Package 'SFPL' reference manual

Title:	Sparse Fused Plackett-Luce
Description:	Implements the methodological developments found in Hermes, van Heerwaarden, and Behrouzi (2024) <doi:10.48550/arXiv.2308.04325>, and allows for the statistical modeling of multi-group rank data in combination with object variables. The package also allows for the simulation of synthetic multi-group rank data.
Authors:	Sjoerd Hermes [aut, cre]
Maintainer:	Sjoerd Hermes <[email protected]>
License:	GPL-3
Version:	1.0.0
Built:	2025-02-23 06:33:51 UTC
Source:	CRAN

Rank data simulation

Description

Simulates (partial) rank data for multiple groups together with object variables.

Usage

data_sim(m, M, n, p, K, delta, eta)
data_sim(m, M, n, p, K, delta, eta)

Arguments

`m`	Length of the partial ranking for each observation.
`M`	Total number of objects.
`n`	Number of observations (rankers) per group.
`p`	Number of object variables.
`K`	Number of groups.
`delta`	Approximate fraction of different coefficients across the $\beta^{(k)}$ .
`eta`	Approximate fraction of sparse coefficients in $\beta^{(k)}$ for all $k$ .

Value

`y`	A list consisting of $K$ matrices with each matrix containing (partial) rankings across $n$ observations for group $k$ .
`x`	A $M \times p$ matrix containing the values for the $p$ objects variables across the $M$ objects.
`beta`	A $p \times K$ matrix containing the true value of $\beta$ , which was used to generate $y$ .

Author(s)

# Extracted entries
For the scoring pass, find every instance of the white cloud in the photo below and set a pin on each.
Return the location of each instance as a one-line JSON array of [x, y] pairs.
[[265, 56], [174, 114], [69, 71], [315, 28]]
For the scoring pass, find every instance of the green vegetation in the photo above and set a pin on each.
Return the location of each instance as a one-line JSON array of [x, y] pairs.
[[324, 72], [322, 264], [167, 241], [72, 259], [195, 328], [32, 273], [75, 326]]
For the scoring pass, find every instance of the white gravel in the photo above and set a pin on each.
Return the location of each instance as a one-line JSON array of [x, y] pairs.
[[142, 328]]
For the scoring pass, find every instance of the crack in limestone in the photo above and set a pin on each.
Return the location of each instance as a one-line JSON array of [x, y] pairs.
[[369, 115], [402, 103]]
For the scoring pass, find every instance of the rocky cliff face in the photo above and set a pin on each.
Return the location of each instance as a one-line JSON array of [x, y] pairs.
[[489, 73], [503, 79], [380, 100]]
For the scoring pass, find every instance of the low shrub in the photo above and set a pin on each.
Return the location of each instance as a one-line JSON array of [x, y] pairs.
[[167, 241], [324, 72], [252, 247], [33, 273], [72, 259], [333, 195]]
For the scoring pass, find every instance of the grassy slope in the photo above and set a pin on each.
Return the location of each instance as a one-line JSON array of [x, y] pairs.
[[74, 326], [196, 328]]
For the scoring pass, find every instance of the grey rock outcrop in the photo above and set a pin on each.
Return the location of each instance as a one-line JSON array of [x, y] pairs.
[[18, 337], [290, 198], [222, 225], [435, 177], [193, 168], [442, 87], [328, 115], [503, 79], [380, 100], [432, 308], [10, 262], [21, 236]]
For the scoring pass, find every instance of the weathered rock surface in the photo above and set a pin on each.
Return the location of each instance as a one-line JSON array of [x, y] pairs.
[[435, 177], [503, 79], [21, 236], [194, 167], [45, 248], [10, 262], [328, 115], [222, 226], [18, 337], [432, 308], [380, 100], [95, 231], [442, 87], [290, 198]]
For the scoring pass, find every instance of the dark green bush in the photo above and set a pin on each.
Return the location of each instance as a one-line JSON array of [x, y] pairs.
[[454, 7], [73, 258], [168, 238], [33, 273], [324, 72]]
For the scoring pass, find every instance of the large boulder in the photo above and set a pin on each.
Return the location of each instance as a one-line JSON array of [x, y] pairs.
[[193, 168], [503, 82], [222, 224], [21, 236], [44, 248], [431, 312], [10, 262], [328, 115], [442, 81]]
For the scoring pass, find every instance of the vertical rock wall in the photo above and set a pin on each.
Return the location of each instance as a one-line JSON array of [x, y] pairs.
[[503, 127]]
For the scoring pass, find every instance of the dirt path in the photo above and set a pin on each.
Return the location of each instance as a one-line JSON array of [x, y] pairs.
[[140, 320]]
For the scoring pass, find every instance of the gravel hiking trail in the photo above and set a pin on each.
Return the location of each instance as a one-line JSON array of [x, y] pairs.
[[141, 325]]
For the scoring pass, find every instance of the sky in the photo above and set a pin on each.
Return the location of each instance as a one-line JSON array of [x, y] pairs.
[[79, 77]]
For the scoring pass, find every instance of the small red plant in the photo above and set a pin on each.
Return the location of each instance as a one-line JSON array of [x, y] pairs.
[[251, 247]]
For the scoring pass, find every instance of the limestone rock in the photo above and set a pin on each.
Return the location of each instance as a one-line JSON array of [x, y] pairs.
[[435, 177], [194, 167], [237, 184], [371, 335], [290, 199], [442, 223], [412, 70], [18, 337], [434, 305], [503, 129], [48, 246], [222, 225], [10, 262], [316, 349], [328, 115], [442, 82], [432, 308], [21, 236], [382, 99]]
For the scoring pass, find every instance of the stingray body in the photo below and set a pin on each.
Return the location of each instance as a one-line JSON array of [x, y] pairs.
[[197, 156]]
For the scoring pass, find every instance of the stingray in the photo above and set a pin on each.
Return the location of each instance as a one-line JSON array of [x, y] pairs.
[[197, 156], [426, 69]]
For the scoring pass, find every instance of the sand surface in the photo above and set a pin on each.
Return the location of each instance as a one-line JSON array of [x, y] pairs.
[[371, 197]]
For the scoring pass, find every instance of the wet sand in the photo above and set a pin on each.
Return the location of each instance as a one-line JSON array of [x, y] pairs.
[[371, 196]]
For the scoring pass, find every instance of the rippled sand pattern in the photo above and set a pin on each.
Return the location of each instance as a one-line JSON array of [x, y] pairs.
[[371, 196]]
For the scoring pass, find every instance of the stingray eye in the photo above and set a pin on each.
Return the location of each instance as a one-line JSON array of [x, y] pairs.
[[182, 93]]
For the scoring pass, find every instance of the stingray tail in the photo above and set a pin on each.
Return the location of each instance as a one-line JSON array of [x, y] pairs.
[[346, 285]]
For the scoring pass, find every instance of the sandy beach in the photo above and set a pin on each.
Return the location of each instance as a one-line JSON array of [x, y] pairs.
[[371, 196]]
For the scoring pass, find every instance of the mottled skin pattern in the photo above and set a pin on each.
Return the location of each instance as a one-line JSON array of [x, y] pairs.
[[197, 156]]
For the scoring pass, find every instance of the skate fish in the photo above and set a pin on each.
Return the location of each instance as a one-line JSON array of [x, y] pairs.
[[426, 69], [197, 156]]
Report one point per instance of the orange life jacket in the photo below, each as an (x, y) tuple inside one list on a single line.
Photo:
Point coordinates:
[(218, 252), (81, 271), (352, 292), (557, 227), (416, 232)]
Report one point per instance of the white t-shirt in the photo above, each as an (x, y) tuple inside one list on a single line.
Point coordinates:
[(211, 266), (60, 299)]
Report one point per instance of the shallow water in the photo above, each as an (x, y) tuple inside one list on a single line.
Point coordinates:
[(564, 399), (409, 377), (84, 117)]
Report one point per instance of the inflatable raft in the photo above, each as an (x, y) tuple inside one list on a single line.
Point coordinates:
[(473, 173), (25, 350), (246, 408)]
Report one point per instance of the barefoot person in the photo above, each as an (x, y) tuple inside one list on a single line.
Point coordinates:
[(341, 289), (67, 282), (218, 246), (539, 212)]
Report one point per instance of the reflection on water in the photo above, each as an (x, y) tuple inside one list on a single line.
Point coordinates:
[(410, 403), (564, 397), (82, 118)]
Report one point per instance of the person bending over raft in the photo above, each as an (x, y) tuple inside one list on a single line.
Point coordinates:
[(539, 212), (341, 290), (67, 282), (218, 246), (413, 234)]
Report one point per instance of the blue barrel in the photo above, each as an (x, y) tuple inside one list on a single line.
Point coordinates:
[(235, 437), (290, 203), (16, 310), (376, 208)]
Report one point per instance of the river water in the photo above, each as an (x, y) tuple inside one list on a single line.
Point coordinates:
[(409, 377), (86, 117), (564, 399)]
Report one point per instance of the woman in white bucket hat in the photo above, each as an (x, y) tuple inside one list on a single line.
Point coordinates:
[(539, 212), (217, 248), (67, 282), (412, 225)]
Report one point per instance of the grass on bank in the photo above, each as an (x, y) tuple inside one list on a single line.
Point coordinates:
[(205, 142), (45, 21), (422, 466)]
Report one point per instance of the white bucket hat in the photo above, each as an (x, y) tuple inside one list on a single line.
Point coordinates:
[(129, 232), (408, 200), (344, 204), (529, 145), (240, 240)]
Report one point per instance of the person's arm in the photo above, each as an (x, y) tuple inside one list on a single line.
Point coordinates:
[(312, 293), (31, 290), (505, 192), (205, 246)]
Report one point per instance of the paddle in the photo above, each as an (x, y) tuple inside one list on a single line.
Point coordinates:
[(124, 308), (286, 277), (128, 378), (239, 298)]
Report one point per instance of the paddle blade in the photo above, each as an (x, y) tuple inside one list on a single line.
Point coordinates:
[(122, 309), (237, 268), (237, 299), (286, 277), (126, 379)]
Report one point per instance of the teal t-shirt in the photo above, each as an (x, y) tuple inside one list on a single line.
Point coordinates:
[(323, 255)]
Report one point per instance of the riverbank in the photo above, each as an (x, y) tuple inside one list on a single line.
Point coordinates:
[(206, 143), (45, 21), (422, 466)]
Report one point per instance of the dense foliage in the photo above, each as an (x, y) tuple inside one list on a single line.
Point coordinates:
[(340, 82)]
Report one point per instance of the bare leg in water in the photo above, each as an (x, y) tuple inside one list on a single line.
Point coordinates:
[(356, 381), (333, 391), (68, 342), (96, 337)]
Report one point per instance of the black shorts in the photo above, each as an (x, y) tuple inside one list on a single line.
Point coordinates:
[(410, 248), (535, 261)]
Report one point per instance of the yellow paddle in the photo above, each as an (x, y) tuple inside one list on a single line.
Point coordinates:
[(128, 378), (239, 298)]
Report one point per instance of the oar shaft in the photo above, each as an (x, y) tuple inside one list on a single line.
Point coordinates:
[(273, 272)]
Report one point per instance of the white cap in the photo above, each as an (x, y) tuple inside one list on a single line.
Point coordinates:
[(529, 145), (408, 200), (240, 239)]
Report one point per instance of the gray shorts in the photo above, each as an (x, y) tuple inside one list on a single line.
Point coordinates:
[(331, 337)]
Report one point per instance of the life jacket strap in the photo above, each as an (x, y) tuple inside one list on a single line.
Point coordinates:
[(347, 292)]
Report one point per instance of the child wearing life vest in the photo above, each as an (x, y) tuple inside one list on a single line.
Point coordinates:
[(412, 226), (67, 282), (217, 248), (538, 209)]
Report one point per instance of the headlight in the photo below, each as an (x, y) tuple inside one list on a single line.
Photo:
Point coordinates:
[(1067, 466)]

# Given request
Please resume the SFPL package reference manual from the point where it stops. This listing has no connection to the SFPL reference manual.

# Answer to the problem
Sjoerd Hermes
Maintainer: Sjoerd Hermes [email protected]

References

1. Hermes, S., van Heerwaarden, J., and Behrouzi, P. (2024). Joint Learning from Heterogeneous Rank Data. arXiv preprint, arXiv:2407.10846

Examples

data_sim(3, 10, 50, 5, 2, 0.25, 0.25)
data_sim(3, 10, 50, 5, 2, 0.25, 0.25)

This is a real dataset containing information on 5 object variables describing the properties of 13 different sweet potato varieties. In addition, the dataset contains partial rankings made by men and women from Ghana.

Usage

data("ghana")data("ghana")

Format

A list with three dataframes. The first consists of the rankings made by men, the second consists of the rankings made by women and the third contain the object variables.

Details

Contains a subset of the data used in the Hermes et al. (2024) paper.

Source

Data from the Hermes et al. (2024) paper is based on Moyo et al. (2021).

References

1. Hermes, S., van Heerwaarden, J., and Behrouzi, P. (2024). Joint Learning from Heterogeneous Rank Data. arXiv preprint, arXiv:2407.10846
2. Moyo, M., R. Ssali, S. Namanda, M. Nakitto, E. K. Dery, D. Akansake, J. Adjebeng-Danquah, J. van Etten, K. de Sousa, H. Lindqvist-Kreuze, et al. (2021). Consumer preference testing of boiled sweetpotato using crowdsourced citizen science in Ghana and Uganda. Frontiers in Sustainable Food Systems 5, 620363.

Examples

data(ghana)
data(ghana)

Sparse Fused Plackett-Luce

Description

Contains the main function of this package that is used to estimate the parameter of interest $\beta$ . The inner workings of the function are described in Hermes et al., (2024).

Usage

sfpl(x, y, ls_vec, lf_vec, epsilon, verbose)
sfpl(x, y, ls_vec, lf_vec, epsilon, verbose)

Arguments

`x`	A $M \times p$ matrix containing the values for the $p$ objects variables across the $M$ objects.
`y`	A list consisting of $K$ matrices with each matrix containing (partial) rankings across $n$ observations for group $k$ .
`ls_vec`	Vector containing shrinkage parameters.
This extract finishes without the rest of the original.